====== PAGE

The Bush Administration was warned Bin Ladin Determined to Strike in the US Did Wallace ask Condi Rice this when he interviewed her in 2004? Of course not.
In August 2001 Bush was briefed by the CIA personally in Crawford. According to Suskind, the CIA was in panic mode, they knew something was coming, but didn't know where or when. And Bush's response was "you've covered your ass now"
The fact is 9/11 happened on Bush's watch, he was clearly warned, and by all acounts did nothing. Hate Clinton all you want, but it is the truth.
Bob Kerrey nailed it when he said that Clinton "is an exceptionally good liar." He has gotten so accustomed to people accepting his more-or-less constant 'deceptive statements' that being called on one seems to trigger an anger reflex.
Look, I'm with the Captain. I don't see what point it makes to keep going over Clinton's failures to do more on terrrorism when: 1) no one else took it very seriously (Despite Richard [Y2K) Clarke claiming differently) back to Mealymouth Carter; 2) practically no one in either party would have supported really strong action before 9/11 occurred.
However, it's not just Republicans who can't leave it alone. Democrats, and especially hard Lefties (which is funny, given that Clinton was never, IMHO, all that far Left) who just can't admit Clinton didn't walk on water.
And I just love the way any pointing out of even factual info (Swift Boat veterans, anyone) is translated by the patented Lefty Derrida Translator as a 'smear'. At least if it's a Dem being called to account.
As for attacking terrorist camps, to what effect? Did a couple of camels get blown up? Can doyle or any of the other apologists offer up some evidence of the effectiveness of the 'attack'?
So, George, are you claiming that OBL wasn't 'determined to attack the US' prior to August of 2001 or so? The planning for 9/11 took about 30 days?
And when the CIA brings you panicky but non-specific info, should the Pres 'jump on his horse and ride madly in all directions'?
George, I have some great information for you. In your personal life, "something is coming" but I "don't know where or when". I do know that it'll be extreme and tragic. I highly recommend you commence fixing the problem now.

============
====== RAW RECORDS

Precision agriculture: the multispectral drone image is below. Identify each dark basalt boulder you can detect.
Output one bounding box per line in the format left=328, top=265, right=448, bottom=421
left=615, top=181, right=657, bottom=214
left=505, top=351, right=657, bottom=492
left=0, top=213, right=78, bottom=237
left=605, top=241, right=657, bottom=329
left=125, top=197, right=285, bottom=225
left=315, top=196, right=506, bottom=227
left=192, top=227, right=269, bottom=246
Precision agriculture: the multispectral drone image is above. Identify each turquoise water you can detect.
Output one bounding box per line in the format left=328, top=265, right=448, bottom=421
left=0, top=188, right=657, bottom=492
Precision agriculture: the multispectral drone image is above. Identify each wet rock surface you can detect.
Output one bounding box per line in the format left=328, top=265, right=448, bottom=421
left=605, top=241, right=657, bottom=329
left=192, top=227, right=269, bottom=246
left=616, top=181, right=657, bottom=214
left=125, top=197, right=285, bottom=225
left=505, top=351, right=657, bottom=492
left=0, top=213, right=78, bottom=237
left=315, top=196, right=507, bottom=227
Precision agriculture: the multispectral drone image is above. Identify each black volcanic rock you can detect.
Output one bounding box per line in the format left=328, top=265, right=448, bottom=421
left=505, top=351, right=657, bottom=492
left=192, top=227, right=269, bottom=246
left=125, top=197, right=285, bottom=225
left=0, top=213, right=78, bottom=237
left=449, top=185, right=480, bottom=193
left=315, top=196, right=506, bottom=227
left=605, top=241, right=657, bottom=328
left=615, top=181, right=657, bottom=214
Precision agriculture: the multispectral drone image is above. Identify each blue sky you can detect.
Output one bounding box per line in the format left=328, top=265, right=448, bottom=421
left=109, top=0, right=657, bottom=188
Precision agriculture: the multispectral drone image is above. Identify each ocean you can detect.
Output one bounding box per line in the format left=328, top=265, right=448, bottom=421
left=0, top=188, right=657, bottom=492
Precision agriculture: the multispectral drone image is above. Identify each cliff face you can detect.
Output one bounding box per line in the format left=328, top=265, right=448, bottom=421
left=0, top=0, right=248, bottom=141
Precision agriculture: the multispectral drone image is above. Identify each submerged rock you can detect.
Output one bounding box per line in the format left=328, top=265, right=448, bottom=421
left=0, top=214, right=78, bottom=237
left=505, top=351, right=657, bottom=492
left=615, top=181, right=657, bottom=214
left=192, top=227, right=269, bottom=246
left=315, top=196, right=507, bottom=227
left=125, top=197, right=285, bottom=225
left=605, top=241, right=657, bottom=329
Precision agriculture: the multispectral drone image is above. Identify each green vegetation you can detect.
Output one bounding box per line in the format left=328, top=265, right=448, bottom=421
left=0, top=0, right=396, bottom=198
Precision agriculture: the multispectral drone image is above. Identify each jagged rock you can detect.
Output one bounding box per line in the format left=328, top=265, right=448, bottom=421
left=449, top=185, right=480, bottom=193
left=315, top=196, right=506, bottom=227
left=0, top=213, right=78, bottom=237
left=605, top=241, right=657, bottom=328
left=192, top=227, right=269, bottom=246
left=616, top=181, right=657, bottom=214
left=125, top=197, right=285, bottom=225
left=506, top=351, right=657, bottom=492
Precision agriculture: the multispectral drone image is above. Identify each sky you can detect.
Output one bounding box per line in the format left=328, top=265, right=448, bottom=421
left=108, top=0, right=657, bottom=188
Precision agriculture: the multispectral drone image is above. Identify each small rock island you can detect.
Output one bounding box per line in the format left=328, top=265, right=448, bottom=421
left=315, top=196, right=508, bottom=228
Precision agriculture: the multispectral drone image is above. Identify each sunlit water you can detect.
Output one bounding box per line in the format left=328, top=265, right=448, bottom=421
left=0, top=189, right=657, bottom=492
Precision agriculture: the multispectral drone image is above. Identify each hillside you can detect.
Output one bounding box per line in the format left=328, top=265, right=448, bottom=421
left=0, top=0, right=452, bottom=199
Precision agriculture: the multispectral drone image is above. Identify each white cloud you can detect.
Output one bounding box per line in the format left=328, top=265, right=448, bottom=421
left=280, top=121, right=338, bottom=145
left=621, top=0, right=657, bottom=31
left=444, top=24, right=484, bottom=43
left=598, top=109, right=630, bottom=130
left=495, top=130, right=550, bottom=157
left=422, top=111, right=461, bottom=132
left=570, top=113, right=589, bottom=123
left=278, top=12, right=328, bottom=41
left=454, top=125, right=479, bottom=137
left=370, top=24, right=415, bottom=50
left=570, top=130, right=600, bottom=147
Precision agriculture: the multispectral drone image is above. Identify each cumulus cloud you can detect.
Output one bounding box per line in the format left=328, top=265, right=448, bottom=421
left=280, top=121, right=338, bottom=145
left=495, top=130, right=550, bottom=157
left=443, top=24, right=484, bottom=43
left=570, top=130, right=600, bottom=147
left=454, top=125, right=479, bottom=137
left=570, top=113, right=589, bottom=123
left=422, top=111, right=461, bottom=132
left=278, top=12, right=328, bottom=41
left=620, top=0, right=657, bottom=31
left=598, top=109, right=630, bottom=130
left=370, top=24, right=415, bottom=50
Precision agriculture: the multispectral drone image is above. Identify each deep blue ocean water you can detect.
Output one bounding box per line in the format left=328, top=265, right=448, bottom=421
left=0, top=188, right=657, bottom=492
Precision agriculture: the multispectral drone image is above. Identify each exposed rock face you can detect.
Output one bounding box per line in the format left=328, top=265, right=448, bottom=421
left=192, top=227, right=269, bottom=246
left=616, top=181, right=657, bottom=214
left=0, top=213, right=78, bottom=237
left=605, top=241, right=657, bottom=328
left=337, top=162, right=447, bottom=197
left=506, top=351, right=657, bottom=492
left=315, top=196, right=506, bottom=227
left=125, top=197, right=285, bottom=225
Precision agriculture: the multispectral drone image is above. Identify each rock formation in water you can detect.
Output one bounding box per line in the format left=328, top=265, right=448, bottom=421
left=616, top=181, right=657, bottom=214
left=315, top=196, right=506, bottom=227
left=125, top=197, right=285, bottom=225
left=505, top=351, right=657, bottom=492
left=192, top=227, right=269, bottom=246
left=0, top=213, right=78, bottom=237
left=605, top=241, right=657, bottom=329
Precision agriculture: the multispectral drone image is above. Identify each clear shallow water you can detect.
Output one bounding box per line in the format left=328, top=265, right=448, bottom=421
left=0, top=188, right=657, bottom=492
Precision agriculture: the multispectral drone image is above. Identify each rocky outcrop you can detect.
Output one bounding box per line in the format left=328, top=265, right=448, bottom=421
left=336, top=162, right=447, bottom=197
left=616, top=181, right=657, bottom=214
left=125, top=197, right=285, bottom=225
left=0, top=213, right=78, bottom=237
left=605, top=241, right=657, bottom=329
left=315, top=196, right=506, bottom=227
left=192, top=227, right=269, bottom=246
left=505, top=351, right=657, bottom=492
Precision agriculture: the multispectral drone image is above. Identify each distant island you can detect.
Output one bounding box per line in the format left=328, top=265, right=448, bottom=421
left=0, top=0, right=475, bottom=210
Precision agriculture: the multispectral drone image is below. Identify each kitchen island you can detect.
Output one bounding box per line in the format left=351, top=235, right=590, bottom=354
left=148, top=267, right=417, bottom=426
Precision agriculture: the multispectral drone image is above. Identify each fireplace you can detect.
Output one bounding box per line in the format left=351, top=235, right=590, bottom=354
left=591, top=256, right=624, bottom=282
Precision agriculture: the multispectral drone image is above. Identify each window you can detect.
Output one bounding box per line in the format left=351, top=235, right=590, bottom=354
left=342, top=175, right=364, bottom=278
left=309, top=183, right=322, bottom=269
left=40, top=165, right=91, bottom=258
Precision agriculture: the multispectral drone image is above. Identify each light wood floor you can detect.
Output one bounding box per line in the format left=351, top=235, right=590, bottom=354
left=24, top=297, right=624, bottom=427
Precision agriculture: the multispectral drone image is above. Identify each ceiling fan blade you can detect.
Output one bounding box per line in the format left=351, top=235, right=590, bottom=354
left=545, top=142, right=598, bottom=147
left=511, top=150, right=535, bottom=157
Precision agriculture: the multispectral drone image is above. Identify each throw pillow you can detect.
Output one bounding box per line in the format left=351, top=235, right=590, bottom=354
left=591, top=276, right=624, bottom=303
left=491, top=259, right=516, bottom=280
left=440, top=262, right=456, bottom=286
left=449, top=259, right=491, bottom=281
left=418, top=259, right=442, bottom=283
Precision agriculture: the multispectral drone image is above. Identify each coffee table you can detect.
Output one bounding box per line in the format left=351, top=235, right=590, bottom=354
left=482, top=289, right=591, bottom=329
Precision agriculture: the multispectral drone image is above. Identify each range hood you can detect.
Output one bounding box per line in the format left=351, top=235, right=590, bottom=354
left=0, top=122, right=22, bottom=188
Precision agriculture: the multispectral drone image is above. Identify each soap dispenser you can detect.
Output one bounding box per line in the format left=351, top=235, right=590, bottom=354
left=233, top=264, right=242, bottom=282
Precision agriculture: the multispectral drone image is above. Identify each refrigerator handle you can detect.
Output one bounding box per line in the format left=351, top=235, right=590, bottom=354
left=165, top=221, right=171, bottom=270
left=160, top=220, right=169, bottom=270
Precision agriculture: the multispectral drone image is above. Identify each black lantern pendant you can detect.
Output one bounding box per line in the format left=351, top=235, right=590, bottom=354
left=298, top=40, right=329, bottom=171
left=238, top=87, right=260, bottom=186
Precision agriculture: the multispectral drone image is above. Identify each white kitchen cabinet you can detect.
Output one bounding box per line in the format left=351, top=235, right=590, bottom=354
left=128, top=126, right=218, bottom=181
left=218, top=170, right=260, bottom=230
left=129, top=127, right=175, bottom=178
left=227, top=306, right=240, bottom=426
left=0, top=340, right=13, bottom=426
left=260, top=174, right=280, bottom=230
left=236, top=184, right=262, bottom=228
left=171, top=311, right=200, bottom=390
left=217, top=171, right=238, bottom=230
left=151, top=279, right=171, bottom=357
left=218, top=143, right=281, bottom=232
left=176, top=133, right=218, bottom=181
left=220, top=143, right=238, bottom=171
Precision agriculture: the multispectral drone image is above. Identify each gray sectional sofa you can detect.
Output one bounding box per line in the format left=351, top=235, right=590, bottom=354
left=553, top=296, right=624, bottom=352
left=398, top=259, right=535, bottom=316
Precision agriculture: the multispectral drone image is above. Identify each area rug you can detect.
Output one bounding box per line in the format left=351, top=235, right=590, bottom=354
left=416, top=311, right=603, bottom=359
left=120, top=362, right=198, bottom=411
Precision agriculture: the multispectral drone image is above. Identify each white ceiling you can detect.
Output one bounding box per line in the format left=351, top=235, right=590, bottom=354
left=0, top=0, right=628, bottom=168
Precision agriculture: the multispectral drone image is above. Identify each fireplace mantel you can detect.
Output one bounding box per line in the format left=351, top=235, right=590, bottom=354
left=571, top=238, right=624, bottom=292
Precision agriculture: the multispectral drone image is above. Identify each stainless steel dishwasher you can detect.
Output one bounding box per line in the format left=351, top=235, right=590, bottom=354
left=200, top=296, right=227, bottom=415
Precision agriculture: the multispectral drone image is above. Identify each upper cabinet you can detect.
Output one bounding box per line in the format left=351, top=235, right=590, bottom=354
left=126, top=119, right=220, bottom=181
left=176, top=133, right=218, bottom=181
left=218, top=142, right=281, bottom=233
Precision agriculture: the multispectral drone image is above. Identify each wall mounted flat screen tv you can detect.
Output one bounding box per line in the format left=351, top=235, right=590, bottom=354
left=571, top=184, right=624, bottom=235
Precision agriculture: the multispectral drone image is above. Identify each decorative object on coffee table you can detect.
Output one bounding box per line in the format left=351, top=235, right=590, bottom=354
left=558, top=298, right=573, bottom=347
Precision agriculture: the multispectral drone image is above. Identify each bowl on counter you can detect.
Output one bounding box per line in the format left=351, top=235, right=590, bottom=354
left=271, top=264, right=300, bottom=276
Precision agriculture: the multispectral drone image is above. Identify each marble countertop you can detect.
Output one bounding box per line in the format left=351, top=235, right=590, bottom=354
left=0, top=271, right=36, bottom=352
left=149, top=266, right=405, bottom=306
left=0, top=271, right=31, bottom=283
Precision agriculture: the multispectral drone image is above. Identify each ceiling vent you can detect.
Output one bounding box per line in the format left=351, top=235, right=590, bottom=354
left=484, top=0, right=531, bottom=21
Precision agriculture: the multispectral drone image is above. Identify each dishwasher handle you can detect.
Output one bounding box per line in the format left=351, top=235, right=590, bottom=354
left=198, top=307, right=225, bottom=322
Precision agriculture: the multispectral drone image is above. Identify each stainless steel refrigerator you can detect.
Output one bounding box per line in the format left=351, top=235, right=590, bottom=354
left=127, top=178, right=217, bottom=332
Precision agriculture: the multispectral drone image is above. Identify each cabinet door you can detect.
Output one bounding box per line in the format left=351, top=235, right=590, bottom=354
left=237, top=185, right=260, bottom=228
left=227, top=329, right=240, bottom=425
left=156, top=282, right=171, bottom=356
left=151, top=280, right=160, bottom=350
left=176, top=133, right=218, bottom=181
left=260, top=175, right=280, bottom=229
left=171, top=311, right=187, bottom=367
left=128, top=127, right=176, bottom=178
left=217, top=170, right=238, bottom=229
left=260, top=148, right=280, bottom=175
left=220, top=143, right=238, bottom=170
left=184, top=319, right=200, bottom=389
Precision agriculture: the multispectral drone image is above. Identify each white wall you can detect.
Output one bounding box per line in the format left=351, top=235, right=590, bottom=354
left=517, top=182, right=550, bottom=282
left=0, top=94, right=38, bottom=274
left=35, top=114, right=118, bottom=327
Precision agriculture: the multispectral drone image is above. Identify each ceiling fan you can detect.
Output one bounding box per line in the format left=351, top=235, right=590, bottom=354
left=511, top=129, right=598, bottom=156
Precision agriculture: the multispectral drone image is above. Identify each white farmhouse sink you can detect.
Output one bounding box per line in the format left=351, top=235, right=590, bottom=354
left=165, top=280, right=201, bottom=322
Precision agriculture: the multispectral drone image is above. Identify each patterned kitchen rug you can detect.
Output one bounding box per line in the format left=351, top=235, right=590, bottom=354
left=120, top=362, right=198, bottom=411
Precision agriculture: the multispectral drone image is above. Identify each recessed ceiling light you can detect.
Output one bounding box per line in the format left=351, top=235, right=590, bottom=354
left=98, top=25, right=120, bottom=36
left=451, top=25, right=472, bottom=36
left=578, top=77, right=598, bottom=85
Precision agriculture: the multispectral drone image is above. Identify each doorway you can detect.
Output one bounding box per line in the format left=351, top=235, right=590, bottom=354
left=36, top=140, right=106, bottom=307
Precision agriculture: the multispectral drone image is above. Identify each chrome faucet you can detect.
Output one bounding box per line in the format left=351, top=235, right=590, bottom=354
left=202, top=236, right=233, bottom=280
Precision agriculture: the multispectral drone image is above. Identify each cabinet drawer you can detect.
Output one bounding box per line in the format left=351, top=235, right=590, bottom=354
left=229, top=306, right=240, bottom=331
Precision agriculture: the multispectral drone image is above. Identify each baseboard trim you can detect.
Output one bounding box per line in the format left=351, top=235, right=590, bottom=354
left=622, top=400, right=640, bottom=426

============

WORK TO DO =>
**1)** In the comment thread about 9/11 warnings, when was Bush personally briefed by the CIA in Crawford?
**2)** Write the next part of the comment thread about 9/11 warnings, starting right after its last comment.

RESPONSES TO THE EXERCISE =>
**1)** August 2001

**2)**
It's not unusual to be loved by anyone
It's not unusual to have fun with anyone
but when I see you hanging about with anyone
It's not unusual to see me cry,
oh I wanna' die
It's not unusual to go out at any time
but when I see you out and about it's such a crime
if you should ever want to be loved by anyone,
It's not unusual it happens every day no matter what you say
you find it happens all the time
love will never do what you want it to
why can't this crazy love be mine
It's not unusual, to be mad with anyone
It's not unusual, to be sad with anyone
I guess now is not the appropriate time to discuss the pilferage that went on as the Clintons and staff moved out of the White House? Or the Mark Rich pardon?!
Clinton is a classless, clueless, putz!
Derrida? Wow, you really do know your enemy :-).
I don't claim that Clinton walks on water. A lot of people on the "far left" are, believe it or not, cognizant of the fact that Clinton was very much a centrist, especially economically.
I also don't claim that Clinton did as much as could have reasonably been done, knowing even just what was known about the Al Qaeda threat at the time.
But smears are factually wrong or deliberately misleading statements about a person.
The Path to 9/11 fit the bill, so to speak, as did the Swift Boat Veterans for Bush.
It's just incredible to read about the measures that Clinton tried to enact to broader executive wiretapping powers. The same Republicans who would now let Bush order spot colonoscopies were outraged back then about the potential for abuse.
Of course, Clinton made the mistake of trying to get laws changed through the legislative process, rather than just breaking them and trying to fit legislation to his actions after the fact.
"...translated by the patented Lefty Derrida Translator as a 'smear'."
Ha, love it! I can't wait for the wristband version to come out!
I think the tirade was actually political, not personal. The Dems want to deny the historical context of 9/11 so that Hillary can win on a campaign of fixing Bush's mistake, not the country's mistake. Every prez for the past 30 years blew it on terrorism; who wants to run on "we're in a long war"?
As the captain said, for most of us, it's a non-issue. For pols, it's the ball game.
George, I have some great information for you. In your personal life, "something is coming" but I "don't know where or when". I do know that it'll be extreme and tragic. I highly recommend you commence fixing the problem now.
For the record, I don't Bush anymore than I blame Clinton. But its just revisionist crap to shine the light on Bush's predecessor, and not shine that same light to Bush. Is that fair?
Wow, it's so nice to see a blogger provide the opportunity for the Clinton haters to come out! What a disaster he was! And now, the philandering, sexually-harassing narcissist just wants to save the lives of poor people around the world! What a phony!
I'm so glad we have a president now who's cleaned out all the shit Clinton left behind and put us on the right path. Praise Jeeeeeesus!
It does not help when he acts like he acted when he wagged his finger during the Lewinski episode, and then says "he tried", like he said about the middle class tax cut on which he campaigned.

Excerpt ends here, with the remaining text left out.